## WORK REQUIRED:
How many lines below include the string "after"? State the number alone.

*** Opening EXTRACTED MATERIAL ***

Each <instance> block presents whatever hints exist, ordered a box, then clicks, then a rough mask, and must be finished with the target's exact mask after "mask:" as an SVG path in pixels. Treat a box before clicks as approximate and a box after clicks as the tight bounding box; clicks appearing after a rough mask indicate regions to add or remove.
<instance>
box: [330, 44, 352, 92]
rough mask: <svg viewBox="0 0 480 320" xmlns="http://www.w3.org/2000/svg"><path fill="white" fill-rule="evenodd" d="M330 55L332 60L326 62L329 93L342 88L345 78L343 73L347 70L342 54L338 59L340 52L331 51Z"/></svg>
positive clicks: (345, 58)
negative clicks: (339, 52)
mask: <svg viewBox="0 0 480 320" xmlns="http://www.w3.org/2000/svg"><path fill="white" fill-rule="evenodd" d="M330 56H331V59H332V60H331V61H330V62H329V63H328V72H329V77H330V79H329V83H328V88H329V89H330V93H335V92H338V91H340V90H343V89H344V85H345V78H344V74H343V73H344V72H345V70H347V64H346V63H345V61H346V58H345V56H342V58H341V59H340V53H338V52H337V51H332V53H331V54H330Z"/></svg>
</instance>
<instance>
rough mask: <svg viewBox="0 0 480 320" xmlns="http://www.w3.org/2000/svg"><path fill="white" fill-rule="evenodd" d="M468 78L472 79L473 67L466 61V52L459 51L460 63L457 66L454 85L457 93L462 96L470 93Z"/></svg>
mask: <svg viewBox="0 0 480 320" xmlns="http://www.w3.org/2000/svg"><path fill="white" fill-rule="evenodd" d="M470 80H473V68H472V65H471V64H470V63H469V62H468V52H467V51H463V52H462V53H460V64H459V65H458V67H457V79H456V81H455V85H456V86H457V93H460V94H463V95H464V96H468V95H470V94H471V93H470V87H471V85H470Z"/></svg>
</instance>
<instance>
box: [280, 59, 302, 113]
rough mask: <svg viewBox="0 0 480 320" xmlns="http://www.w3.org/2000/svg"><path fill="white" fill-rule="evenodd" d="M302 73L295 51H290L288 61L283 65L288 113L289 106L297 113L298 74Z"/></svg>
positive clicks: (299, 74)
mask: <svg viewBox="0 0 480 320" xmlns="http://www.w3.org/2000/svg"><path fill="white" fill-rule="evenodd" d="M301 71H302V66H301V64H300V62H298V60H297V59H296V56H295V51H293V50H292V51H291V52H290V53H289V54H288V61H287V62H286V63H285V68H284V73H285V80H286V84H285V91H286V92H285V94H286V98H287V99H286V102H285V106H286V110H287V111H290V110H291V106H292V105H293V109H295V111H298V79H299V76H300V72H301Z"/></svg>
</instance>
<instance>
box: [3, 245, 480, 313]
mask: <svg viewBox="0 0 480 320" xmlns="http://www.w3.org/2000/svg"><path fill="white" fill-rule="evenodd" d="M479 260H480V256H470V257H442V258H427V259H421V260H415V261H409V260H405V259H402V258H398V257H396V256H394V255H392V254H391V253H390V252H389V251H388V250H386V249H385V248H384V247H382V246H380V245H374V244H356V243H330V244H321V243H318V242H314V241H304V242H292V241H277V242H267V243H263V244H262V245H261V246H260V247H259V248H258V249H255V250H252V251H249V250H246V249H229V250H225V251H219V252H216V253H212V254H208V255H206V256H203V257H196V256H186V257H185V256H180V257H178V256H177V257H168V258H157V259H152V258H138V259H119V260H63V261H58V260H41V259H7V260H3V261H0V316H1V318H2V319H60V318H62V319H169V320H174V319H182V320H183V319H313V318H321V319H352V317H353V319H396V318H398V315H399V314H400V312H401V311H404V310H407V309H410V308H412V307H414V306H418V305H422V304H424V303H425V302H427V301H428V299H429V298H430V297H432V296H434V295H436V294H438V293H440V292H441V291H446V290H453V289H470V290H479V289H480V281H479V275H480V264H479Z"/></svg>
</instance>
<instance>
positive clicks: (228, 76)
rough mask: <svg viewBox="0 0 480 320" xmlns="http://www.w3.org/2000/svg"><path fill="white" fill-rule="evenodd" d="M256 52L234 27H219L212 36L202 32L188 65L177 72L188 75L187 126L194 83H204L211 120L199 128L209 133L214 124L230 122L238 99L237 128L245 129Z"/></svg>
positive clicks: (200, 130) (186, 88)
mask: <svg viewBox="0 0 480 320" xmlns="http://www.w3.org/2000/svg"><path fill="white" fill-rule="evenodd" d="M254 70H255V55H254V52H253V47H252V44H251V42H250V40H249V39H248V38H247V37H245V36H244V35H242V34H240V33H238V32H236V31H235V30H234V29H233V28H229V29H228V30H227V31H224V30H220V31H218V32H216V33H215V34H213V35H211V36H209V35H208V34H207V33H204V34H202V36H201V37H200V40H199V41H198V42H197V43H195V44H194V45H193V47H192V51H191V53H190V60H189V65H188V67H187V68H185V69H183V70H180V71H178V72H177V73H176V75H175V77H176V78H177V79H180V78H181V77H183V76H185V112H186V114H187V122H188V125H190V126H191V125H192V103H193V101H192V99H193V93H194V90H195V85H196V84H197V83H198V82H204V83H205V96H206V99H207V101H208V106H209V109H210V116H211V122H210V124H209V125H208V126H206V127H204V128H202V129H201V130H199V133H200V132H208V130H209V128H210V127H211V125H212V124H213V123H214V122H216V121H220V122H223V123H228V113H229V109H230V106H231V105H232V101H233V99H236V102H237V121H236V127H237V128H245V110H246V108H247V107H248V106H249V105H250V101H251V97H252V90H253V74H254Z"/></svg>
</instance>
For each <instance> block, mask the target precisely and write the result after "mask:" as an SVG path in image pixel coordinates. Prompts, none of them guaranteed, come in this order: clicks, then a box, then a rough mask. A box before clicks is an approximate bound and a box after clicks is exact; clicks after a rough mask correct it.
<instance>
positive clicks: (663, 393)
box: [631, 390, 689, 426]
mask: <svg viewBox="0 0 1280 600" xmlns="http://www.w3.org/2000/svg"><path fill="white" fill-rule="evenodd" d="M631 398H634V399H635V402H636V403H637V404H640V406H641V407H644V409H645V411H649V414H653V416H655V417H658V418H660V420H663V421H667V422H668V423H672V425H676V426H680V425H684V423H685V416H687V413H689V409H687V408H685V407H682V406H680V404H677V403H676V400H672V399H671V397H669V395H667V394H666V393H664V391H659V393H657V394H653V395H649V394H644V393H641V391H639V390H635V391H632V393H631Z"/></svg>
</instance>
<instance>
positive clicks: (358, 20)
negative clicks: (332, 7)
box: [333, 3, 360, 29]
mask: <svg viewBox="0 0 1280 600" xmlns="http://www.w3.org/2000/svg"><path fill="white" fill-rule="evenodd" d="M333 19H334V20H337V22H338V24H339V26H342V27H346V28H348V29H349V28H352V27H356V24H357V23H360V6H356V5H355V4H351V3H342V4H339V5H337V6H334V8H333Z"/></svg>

*** Closing EXTRACTED MATERIAL ***

## WRITTEN RESPONSE:
2